## Set problem
Reproduce the stretch of the Charles Watson biography from "Capt. Charles Moore" through "occupation of Cairo.".

## Provided text
******

Charles Watson K.C.M.G.

Charles Moore Watson K.C.M.G. (1844 - 1916)

Born in Dublin, County Dublin, Ireland
Died at age 71 in Westminster, Middlesex, England, United Kingdom

Charles Moore Watson K.C.M.G. (1844 - 1916)

Born in Dublin, County Dublin, Ireland
Died at age 71 in Westminster, Middlesex, England, United Kingdom

Family Tree of Charles Watson K.C.M.G.


Contents

Biography

Ireland Native
Charles Watson K.C.M.G. was born in Ireland.
Charles was a Freemason.
Notables Project
Charles Watson K.C.M.G. is Notable.

Early Life

Charles Moore Watson, son of William Watson[1] and Sarah Morgan,[citation needed] was born on the 10th July 1844 in Dublin.[2]

Charles Moore Watson enlisted as a Lieutenant in the Royal Engineers on the 17th April 1866.[2][3]

Lieut. Chas Moore Watson of the Royal Engineers was in a military directory in 1867 in Ireland.[4]

Lieut. Charles Moore Watson was promoted to a Captain in the Royal Engineers on the 25th December 1878.[2]

Marriage

Charles Moore Watson, Captain Royal Engineers, married Genevieve Cooke on the 11th May 1880 in St Mary's Church, Montrose, Angus.[2][5]

In the 1881 census Charles M. Watson (age 36), Captain Royal Engineers, was the married head of household on Victoria Road, Kensington, London, Middlesex.[6]

Captain Charles Moore Watson, Royal Engineers, of 41 Victoria Road became a freemason of the Bayard Masonic Lodge (No. 1615) in the United Grand Lodge of England.[7][8][9]

Anglo-Egyptian War

Capt. Charles Moore Watson took part in the Egyptian Campaign of 1882. He was attatched to Intelligence Department, with the rank of Deputy Adjutant General and was under General Sir Garnet Wolseley K.C.B. He was present at the actions at Tel-el-Mahuta and Kassassin, the Battle of Tel-el-Kebir, and the subsequent pursuit and occupation of Cairo.

******

## Entries shown

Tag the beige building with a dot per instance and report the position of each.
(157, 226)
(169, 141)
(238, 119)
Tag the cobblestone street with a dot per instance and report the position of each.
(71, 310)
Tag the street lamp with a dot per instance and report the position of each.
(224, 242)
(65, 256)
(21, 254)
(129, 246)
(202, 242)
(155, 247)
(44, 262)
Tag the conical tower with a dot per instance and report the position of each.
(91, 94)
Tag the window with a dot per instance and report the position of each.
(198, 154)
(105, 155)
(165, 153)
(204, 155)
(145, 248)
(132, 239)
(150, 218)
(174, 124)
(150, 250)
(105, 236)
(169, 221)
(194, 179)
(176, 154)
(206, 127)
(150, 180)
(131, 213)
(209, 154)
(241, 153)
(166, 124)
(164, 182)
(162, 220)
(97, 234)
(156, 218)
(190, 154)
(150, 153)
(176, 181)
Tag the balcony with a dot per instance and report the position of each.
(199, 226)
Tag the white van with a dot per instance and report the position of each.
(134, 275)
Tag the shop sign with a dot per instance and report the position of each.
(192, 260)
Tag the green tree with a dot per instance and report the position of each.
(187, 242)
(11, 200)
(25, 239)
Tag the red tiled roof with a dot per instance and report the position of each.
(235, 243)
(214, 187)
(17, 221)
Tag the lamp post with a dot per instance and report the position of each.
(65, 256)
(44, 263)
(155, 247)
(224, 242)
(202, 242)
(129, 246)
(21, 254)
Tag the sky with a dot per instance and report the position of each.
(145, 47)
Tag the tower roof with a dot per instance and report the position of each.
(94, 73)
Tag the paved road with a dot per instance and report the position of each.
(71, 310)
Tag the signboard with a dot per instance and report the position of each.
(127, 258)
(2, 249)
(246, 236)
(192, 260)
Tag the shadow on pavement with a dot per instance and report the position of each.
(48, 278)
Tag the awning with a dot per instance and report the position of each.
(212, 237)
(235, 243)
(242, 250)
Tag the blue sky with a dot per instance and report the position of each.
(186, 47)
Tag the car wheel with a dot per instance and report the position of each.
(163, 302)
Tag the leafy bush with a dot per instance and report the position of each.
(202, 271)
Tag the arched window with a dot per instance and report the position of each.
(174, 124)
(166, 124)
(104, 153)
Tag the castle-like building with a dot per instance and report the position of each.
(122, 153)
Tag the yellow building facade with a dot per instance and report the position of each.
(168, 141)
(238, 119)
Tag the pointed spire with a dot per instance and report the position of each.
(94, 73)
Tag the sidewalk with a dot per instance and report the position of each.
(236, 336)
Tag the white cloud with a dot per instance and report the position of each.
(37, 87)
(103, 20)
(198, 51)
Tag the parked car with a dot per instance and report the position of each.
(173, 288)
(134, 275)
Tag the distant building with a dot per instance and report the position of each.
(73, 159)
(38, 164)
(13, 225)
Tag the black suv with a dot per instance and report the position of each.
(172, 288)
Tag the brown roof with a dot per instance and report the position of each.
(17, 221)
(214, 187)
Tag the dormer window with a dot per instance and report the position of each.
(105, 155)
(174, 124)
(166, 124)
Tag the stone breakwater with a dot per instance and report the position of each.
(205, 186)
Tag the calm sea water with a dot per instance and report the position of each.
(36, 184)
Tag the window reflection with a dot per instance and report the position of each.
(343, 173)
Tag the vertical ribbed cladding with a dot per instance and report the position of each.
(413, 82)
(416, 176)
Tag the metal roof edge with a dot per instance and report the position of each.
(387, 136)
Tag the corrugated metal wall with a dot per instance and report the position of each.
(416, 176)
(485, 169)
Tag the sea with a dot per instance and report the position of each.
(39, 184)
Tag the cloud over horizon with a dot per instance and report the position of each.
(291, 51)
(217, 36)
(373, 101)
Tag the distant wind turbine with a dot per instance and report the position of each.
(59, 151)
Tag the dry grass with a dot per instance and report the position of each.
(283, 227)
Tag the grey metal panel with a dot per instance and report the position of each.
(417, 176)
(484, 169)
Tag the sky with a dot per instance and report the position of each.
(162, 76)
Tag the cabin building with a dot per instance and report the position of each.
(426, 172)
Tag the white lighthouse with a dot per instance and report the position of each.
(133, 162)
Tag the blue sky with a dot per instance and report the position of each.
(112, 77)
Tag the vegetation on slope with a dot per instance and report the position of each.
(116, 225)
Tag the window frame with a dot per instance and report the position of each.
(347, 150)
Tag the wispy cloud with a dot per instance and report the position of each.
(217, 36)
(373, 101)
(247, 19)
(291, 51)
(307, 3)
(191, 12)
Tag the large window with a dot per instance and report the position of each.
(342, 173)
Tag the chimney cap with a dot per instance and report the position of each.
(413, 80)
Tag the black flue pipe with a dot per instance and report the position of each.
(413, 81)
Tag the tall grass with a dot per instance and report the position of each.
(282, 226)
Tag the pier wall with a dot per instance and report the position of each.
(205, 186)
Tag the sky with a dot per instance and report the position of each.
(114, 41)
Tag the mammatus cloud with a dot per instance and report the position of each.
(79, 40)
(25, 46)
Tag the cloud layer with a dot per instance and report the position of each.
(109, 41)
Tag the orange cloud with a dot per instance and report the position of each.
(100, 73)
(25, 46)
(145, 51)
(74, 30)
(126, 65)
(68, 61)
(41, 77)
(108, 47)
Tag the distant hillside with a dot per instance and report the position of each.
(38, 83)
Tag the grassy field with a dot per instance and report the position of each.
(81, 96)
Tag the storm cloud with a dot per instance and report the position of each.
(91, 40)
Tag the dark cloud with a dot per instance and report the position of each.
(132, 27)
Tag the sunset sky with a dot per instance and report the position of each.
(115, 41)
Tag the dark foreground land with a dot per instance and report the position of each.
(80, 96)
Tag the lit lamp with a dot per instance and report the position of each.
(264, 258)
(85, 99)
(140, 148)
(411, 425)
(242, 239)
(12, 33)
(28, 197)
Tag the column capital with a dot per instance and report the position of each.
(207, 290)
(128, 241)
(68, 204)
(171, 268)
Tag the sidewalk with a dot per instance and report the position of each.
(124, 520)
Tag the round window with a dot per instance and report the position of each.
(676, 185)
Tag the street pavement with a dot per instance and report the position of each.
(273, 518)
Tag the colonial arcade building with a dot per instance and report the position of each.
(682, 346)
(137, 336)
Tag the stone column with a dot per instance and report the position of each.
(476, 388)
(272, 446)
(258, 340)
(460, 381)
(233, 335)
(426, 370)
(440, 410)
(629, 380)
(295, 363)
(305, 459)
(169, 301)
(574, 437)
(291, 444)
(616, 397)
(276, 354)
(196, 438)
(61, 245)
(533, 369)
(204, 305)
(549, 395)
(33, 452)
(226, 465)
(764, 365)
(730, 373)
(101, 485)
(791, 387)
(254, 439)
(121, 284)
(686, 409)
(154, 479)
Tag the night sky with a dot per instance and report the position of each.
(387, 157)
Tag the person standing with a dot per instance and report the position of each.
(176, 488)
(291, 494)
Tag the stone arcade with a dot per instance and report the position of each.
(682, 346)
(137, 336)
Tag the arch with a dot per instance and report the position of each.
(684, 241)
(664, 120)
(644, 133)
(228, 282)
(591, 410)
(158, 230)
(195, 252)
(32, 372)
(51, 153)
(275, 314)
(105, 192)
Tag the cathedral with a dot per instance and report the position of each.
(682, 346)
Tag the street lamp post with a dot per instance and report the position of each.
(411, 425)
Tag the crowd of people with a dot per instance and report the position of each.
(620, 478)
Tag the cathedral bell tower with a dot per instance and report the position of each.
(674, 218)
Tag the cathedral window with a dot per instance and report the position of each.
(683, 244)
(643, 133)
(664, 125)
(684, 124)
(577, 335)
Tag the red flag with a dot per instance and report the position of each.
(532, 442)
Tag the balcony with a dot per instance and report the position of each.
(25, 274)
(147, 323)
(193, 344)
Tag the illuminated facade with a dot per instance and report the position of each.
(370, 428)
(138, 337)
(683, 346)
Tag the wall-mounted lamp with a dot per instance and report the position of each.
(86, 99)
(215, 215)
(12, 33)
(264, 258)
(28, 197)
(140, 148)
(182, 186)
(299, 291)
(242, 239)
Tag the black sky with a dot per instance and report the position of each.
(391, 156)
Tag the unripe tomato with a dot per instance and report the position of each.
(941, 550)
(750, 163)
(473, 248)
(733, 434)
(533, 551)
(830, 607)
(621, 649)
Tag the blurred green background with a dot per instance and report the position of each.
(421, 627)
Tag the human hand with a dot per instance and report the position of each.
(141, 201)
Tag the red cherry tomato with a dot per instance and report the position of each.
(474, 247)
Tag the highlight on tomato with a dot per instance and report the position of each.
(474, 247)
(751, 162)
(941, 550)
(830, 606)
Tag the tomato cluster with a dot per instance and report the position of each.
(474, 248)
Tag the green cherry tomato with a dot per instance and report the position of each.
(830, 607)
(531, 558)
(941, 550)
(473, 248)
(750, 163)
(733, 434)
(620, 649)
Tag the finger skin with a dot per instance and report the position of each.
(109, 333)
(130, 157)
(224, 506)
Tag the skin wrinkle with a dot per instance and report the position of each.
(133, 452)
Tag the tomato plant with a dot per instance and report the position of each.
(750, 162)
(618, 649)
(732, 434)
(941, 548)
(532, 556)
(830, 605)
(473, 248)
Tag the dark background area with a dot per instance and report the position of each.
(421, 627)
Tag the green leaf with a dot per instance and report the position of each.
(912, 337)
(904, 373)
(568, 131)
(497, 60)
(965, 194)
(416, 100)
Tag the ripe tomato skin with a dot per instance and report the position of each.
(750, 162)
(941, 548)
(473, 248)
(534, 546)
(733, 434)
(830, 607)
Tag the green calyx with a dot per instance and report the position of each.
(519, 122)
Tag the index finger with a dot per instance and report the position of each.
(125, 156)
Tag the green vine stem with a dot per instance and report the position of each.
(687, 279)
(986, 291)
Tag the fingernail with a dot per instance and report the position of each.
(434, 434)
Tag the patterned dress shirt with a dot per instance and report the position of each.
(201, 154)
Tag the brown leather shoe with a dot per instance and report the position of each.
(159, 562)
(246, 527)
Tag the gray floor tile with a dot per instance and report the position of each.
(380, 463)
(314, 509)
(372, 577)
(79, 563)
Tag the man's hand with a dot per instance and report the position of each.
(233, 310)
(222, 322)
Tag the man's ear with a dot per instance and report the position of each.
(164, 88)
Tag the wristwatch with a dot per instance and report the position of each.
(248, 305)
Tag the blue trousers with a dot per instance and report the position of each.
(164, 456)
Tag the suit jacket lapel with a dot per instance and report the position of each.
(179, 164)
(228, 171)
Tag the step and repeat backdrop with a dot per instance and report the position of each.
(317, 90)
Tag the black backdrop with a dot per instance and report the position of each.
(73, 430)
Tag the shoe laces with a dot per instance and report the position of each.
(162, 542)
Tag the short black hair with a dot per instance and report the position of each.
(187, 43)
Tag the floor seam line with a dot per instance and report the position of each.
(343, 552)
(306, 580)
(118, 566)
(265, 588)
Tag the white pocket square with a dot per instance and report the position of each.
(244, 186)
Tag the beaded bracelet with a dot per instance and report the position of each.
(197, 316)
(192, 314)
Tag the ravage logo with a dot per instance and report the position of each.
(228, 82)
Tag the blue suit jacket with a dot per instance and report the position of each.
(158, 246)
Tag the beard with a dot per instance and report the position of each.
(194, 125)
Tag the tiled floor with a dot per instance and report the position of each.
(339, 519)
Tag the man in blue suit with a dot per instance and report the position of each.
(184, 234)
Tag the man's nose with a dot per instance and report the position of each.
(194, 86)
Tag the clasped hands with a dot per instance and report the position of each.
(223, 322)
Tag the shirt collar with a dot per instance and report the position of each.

******

## Response to this task
Capt. Charles Moore Watson took part in the Egyptian Campaign of 1882. He was attatched to Intelligence Department, with the rank of Deputy Adjutant General and was under General Sir Garnet Wolseley K.C.B. He was present at the actions at Tel-el-Mahuta and Kassassin, the Battle of Tel-el-Kebir, and the subsequent pursuit and occupation of Cairo.